Reproduce the passage of the text on mapping Zika cases starting at "Shouldn’t be too" and ending at "just doesn’t exist.", replacing "impossible" with "unachievable".

> [Text provided]

┌──

You want to make a map of confirmed cases of Zika virus that have occurred in the last month.

Shouldn’t be too hard, right?

This task is just about impossible. There are a couple issues, but basically what it comes down to is: the data just doesn’t exist.

A video I made to highlight the OpenDIGIT project

I recently came across a great visualization of every single commercial aircraft’s location, in real time. It made me wonder, how can we know, with such precision and timeliness, the location of these aircrafts, but not know very much at all about very basic things, like the location of cases of infectious diseases that impact millions of people each year? It seems to me that having this dataset available for researchers, doctors, and the public to interact with is a no-brainer. The insight we could gain from studying epidemic progression through populations and across space in real-time would be massive.

└──

> [Input data]

┌──

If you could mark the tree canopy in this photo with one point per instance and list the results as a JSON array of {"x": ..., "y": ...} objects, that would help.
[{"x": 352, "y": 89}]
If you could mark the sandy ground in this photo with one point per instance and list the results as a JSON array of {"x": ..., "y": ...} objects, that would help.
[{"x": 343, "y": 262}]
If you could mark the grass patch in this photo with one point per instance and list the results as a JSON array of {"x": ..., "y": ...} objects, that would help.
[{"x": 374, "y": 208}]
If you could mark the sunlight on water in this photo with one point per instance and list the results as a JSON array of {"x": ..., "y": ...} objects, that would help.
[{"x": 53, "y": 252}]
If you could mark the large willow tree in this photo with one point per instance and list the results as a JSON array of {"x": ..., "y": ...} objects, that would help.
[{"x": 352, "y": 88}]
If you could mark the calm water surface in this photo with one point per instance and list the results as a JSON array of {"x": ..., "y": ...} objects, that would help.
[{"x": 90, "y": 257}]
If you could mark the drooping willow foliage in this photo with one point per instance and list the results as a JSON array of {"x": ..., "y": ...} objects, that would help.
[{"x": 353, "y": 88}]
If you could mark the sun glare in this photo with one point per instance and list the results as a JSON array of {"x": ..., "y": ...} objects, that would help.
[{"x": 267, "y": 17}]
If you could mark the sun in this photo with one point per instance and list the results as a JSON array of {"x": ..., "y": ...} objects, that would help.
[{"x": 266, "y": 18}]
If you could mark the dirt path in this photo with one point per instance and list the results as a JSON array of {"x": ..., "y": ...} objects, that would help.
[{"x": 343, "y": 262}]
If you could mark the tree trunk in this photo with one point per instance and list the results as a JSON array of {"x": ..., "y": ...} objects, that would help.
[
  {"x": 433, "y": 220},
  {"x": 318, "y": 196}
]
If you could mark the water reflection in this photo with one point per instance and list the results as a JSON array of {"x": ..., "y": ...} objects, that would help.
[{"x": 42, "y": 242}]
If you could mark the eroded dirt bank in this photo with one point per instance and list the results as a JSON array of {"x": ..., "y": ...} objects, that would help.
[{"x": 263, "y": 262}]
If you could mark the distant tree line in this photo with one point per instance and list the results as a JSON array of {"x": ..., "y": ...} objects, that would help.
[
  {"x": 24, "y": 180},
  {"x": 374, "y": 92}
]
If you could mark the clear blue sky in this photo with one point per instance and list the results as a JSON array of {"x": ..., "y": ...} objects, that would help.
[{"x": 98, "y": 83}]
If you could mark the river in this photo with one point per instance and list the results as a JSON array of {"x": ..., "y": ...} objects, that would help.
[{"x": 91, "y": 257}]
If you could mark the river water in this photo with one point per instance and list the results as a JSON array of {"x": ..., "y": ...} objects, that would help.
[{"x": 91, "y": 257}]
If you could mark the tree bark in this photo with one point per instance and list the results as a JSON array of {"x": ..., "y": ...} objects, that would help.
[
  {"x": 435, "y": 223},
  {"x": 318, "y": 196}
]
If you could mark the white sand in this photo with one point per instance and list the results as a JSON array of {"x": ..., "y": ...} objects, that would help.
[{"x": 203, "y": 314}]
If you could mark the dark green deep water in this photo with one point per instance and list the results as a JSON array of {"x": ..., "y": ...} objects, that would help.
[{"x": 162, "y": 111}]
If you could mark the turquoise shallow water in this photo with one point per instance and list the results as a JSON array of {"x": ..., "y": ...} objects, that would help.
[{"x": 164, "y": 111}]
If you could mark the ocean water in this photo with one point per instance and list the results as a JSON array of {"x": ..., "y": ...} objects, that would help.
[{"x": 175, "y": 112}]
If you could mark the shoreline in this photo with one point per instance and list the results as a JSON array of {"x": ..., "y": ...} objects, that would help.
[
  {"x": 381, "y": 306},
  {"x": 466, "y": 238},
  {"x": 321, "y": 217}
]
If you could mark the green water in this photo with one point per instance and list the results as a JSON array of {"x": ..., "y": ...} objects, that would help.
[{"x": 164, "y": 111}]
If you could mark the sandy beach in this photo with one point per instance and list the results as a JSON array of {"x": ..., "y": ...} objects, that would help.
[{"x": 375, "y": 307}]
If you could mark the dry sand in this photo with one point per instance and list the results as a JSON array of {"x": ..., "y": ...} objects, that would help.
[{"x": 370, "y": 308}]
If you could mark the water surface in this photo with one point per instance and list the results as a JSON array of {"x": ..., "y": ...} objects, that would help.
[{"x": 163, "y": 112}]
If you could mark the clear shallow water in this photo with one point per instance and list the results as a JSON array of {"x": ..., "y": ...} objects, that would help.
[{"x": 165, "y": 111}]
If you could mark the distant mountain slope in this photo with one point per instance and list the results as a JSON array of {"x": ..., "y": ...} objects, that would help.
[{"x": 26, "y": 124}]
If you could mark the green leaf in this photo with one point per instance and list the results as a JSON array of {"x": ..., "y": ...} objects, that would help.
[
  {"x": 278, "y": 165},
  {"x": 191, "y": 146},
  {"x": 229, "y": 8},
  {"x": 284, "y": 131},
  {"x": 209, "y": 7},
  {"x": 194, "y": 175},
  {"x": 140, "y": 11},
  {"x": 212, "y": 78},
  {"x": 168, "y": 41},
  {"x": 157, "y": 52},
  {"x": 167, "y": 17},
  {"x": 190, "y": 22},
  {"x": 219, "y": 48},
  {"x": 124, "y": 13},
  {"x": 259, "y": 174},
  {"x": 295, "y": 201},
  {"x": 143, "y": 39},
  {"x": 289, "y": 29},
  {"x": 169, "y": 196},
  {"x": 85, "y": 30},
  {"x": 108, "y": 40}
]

└──

> [Task response]
Shouldn’t be too hard, right?

This task is just about unachievable. There are a couple issues, but basically what it comes down to is: the data just doesn’t exist.